What to do:
1. According to the tariff article, at what time and on what date did Trump post on Truth Social about the 90-day pause?
2. Reproduce the tariff article starting with "Treasury Secretary Scott" and going on through "decline as temporary.", and substitute "allegedly" for "reportedly".
3. Resume the article on the tariff pause after its final line, keeping its tone and format.

Page text:
──────────────────────────────

Trump Reverses Course with 90-Day Tariff Pause After Bond Market Crisis; China Excluded, Tariffs Escalate to 145%

confirmed Importance 9/10 ~3 min read 8 sources 4 actors

On April 9, 2025, President Trump abruptly reversed course on his Liberation Day tariffs, announcing a 90-day pause on the country-specific “reciprocal” tariff rates for all countries except China. The reversal came after the bond market — not the stock market — forced the administration’s hand, with 10-year Treasury yields spiking to 4.5% as foreign investors dumped U.S. government debt.

The Bond Market Crisis

The stock market crash that began on April 3 was dramatic but survivable. What panicked the administration was what happened in the bond market:

  • 10-year Treasury yield surged from under 4% on April 4 to 4.5% intraday on April 8-9
  • The speed of the move — roughly 50 basis points in three trading days — was extraordinary
  • Foreign holders of U.S. Treasuries (approximately 33% of the total) were selling, a sign of eroding confidence in U.S. sovereign debt
  • The simultaneous decline in stocks, bonds, and the dollar broke every historical pattern, suggesting a fundamental repricing of U.S. assets

Treasury Secretary Scott Bessent and Commerce Secretary Howard Lutnick reportedly rushed to convey the severity of the bond market stress to Trump, who had publicly dismissed the stock market decline as temporary.

The Pause

At approximately 1:18 PM ET on April 9, Trump posted on Truth Social that he was authorizing a 90-day pause on the higher reciprocal tariff rates. Key terms:

  • Paused: Country-specific tariff rates above 10% on approximately 75 countries
  • Retained: The baseline 10% tariff on nearly all imports remained in effect
  • Retained: Steel/aluminum tariffs (25%), automobile tariffs (25%), and other sector-specific duties
  • Average tariff rate even after the pause: approximately 27% — the highest in over a century (per Politico estimates)

──────────────────────────────

Stored dataset items:
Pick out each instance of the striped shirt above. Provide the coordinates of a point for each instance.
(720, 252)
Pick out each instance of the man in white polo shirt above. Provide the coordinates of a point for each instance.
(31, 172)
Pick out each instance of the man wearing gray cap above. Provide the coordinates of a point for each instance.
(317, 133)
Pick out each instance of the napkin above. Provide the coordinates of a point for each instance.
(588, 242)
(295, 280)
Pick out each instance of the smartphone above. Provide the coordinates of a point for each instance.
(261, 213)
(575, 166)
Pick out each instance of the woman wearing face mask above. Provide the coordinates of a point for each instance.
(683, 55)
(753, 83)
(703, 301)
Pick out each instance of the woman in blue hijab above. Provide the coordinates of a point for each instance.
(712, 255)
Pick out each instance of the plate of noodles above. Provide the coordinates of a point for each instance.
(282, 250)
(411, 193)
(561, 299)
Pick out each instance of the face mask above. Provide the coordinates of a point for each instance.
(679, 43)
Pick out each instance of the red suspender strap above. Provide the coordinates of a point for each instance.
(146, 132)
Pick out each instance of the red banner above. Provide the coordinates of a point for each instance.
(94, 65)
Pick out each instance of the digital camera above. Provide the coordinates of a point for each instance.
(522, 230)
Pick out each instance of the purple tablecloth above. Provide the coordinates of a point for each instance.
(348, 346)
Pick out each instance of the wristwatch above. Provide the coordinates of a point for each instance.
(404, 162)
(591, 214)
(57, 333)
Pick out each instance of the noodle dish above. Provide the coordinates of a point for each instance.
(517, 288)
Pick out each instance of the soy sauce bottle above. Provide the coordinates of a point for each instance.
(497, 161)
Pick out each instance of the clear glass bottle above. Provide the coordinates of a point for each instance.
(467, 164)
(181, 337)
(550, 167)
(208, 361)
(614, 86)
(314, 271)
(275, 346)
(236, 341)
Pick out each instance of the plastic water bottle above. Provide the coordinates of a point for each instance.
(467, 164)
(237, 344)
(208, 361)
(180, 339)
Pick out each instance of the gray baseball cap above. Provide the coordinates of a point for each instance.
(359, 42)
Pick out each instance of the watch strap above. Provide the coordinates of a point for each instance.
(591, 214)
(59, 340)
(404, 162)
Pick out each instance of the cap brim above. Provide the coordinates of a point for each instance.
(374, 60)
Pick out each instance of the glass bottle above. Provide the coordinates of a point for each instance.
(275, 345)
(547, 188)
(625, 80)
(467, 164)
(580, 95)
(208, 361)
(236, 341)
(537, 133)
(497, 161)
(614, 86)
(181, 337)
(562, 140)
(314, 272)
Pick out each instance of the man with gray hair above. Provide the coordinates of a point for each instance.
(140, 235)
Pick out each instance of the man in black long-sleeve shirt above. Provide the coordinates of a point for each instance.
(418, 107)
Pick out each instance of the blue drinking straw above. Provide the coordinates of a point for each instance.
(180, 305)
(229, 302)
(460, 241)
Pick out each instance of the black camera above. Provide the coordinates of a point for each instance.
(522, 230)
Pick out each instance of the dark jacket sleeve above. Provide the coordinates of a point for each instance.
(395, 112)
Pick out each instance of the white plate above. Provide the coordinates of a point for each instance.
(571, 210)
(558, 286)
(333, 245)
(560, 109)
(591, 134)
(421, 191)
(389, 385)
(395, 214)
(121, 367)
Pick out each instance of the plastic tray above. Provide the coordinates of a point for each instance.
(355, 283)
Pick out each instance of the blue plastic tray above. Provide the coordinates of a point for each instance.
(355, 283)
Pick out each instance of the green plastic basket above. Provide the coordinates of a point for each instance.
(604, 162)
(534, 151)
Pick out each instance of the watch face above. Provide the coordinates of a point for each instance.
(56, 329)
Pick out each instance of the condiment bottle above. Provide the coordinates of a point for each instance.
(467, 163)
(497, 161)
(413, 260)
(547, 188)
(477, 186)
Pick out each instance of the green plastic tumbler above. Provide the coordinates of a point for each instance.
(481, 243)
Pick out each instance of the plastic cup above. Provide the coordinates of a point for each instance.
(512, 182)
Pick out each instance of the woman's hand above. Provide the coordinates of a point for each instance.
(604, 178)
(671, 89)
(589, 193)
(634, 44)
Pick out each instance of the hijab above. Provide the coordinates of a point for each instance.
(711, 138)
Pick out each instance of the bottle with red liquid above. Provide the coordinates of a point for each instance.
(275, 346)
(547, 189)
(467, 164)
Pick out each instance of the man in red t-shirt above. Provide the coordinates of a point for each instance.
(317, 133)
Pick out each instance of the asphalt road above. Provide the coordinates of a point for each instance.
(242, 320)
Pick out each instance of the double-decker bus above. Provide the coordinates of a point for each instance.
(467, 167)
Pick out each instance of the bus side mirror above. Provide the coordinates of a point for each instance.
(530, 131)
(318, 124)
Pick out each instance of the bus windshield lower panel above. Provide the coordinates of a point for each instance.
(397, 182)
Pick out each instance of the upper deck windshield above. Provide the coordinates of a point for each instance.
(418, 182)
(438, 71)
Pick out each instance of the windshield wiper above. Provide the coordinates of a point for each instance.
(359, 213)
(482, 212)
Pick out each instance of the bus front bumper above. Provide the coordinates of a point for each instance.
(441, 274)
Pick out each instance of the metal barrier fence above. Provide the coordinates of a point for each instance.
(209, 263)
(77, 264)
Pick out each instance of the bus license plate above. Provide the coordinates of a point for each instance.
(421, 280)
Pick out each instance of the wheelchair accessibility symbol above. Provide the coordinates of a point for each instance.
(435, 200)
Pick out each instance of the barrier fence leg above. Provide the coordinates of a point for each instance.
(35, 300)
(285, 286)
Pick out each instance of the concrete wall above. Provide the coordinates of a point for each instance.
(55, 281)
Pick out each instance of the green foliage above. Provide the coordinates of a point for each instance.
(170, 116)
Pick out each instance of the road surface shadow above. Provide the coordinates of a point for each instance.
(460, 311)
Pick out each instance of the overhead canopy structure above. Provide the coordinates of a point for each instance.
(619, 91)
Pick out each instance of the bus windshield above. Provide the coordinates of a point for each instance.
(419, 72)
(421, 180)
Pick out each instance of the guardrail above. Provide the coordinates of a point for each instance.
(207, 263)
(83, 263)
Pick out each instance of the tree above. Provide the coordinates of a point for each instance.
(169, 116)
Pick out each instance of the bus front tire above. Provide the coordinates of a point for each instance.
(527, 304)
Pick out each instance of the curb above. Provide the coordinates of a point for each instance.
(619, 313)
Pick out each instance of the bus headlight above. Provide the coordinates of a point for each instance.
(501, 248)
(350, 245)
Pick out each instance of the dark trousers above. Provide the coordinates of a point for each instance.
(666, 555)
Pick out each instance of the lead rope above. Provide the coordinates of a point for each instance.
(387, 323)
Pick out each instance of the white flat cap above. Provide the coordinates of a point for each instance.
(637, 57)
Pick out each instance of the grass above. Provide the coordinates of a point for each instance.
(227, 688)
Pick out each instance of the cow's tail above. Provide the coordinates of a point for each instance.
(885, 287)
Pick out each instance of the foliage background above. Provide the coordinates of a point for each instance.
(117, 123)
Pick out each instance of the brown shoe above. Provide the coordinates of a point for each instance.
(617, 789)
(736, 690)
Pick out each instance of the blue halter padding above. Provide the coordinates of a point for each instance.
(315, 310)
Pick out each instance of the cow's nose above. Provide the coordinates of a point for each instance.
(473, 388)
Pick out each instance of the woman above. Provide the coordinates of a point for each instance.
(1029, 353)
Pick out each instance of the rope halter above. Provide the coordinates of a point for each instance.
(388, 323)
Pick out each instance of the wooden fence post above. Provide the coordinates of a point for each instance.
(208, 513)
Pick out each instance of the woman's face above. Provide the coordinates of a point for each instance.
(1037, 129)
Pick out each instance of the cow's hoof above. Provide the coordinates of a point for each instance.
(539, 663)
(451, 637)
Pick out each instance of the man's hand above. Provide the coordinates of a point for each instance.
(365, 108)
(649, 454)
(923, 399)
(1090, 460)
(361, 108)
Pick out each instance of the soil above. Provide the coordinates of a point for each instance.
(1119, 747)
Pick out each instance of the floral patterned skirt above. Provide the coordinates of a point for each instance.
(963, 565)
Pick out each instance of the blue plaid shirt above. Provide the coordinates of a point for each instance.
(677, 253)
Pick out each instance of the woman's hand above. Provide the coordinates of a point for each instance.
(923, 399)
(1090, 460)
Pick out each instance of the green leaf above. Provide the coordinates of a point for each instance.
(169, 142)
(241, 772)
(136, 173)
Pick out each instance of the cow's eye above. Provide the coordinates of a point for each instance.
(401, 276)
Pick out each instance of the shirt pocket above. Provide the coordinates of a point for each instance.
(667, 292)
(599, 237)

──────────────────────────────

Responses for each task:
1. At approximately 1:18 PM ET on April 9.

2.
Treasury Secretary Scott Bessent and Commerce Secretary Howard Lutnick allegedly rushed to convey the severity of the bond market stress to Trump, who had publicly dismissed the stock market decline as temporary.

3.
China Escalation

China was explicitly excluded from the pause. Instead, tariffs on Chinese goods were raised to 125% in the April 9 announcement, with subsequent escalation bringing the effective rate to 145% as the retaliatory spiral continued:

  • U.S. tariffs on China: 145%
  • Chinese tariffs on U.S. goods: 125%
  • Near-total decoupling of the two largest economies in the world

Market Reaction

The pause triggered one of the largest single-day rallies in stock market history:

  • S&P 500: +9.52% — the biggest one-day gain since 2008
  • Trump Media (DJT): +22.7%, netting Trump over $400 million via his 53% stake
  • Hours before the announcement, Trump had posted “THIS IS A GREAT TIME TO BUY!!!” on Truth Social

Significance

The 90-day pause revealed a critical constraint on the administration’s trade war: the bond market. While stock declines could be dismissed as Wall Street nervousness, surging Treasury yields threatened the government’s ability to finance its own debt and risked triggering a broader financial crisis. The episode demonstrated that even an administration willing to endure significant economic pain had limits — and that those limits were set by bond vigilantes, not voters. The suspicious timing of Trump’s social media post relative to the pause announcement prompted market manipulation investigations and insider trading scrutiny of administration allies.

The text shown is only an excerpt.